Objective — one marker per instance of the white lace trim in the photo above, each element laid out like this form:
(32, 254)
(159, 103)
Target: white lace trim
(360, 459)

Instructions to follow: Output the records once more, exactly as they stand.

Solution:
Objective — one marker per instance of the white lace trim in the photo above, each element laid out like this form:
(32, 254)
(159, 103)
Target: white lace trim
(360, 459)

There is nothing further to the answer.